**WORK TO DO**
a – From the trust graph proposal, return the passage word for word, starting with the words containing "Critical Features" and ending with "build from scratch.".
b – In the trust graph proposal, who is named as the fellow DWebCamper working on Trust Graph?
c – Write what comes next in the trust graph proposal, starting right after its final sentence.

**EXTRACT PROVIDED**
◆ ◆ ◆ ◆ ◆

Open harlantwood opened 5 years ago

harlantwood commented 5 years ago

Idea

Decentralized Self Sovereign Isomorphic Trust Graphs

What if all our decentralized apps and platforms could share trust/ratings/attestation information, in the form of portable cryptographically signed claims?

What if this self-sovereign, user owned and controlled, privately sharable trust network could become the backbone to unite our many disparate decentralized web apps and platforms?

Finally, what if by uniting our networks in this way we could snowball into an effectively larger, deeper, more powerful network effect than today's legacy social networks and chat apps?

Critical Features

Here are the features that seem to me most needed to make this work well:

Trust Graph project

A small team, including myself and fellow DWebCamper Noah Thorp have been working off and on for several years on the open source decentralized ratings platform Trust Graph, which has all of these goals, but still has a long way to go to achieve them. We've learned a lot along the way, and want to offer that here; but we're also unattached to any one solution; we are suggesting here the building blocks for a generic solution, and together the community can choose to use components of Trust Graph or other projects or build from scratch.

Skillsets

What skillsets would be useful to develop this idea?

  1. Collaboration with various projects to integrate and share trust information
  2. Help with finalizing and documenting interchange format
  3. Reference implementations using a variety of platforms, formats, apps

Contact

I'm new to Matrix; my username is showing up as@harlantwood:matrix.org on #dweb-camp-2019-projects:matrix.org

I'm also @harlan on the Decentralized Web Slack group.

I'm also @harlantwood on Twitter.

aquabu commented 5 years ago

+1 @harlantwood

+ Reasoning Engine For Attestations

It would also be great to prototype a reasoning engine for attestations - along the lines of Prolog / Datalog. Ideally this would provide some common rules of inference to make sense of the implications of the attestations for specific use cases.

Here are some reasoning_engine(trust_graph, inference) use cases that are especially interesting to me.

Use Cases

Journalism Attestations

This will be extra important for upcoming election seasons where there are strong incentives for nearly all campaigns to distort and amplify claims to benefit their election goals. The same mechanisms for validating claims are also useful inputs to DAO communities as they scale and need to communicate truthfully with DAO members (human or machine). The data model that we came up with during Web of Trust was like this:

For Journalism cryptographically signed attestations indicating where video & photos originate from will be especially important as we enter into the era of deep fakes. Adding GPS proofs would be an additional step. Even if narratives vary, having a grounding in what did or did not occur can temper demagog-ery.

◆ ◆ ◆ ◆ ◆

**DATASET SECTION**
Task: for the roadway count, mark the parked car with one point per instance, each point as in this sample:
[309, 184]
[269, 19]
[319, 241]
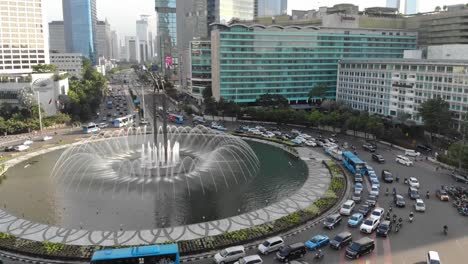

◆ ◆ ◆ ◆ ◆

**ANSWERS PROVIDED**
a –
Critical Features

Here are the features that seem to me most needed to make this work well:

Trust Graph project

A small team, including myself and fellow DWebCamper Noah Thorp have been working off and on for several years on the open source decentralized ratings platform Trust Graph, which has all of these goals, but still has a long way to go to achieve them. We've learned a lot along the way, and want to offer that here; but we're also unattached to any one solution; we are suggesting here the building blocks for a generic solution, and together the community can choose to use components of Trust Graph or other projects or build from scratch.

b – Noah Thorp

c –
Portable Reputation For Work Platforms

My view is that portable reputation for work should be more like an asset (proof of awesome) and less like a liability (social credit score). Thus the portable reputation should be related to what you have achieved in a positive sense. We modeled something like this here for a project called WorkNation

Computational Law

Smart contract oracles are dependent on verifying certain worldly facts through various means. Legal contracts are dependent on determining the proper functioning of smart contracts and the truth value of certain factual statements. Attestations plus a reasoning engine implemented as a non Turing complete cellular automoton would be quite useful for bridging the worlds of law and computational contracts. I am not only referring to the smart contract code part. I also mean the computational representation of human readable legal documents that are required for a contract to be recognized and interpreted by a legal jurisdiction.

For example, see the good work of Mark D. Flood and Oliver R. Goodenough on [Legal] Contract as Automaton: The Computational Representation of Financial Agreements. This work is directly related to DAO decision making. Co-author Oliver Goodenough was instrumental in creating legislation for the Vermont Blockchain Based LLC which is designed to create a limited liability structure for decentralized orgs of which Dorg.tech is the first.

An example would be the reasoning for when to distribute payment for an insurance contract based on attestations about worldly events.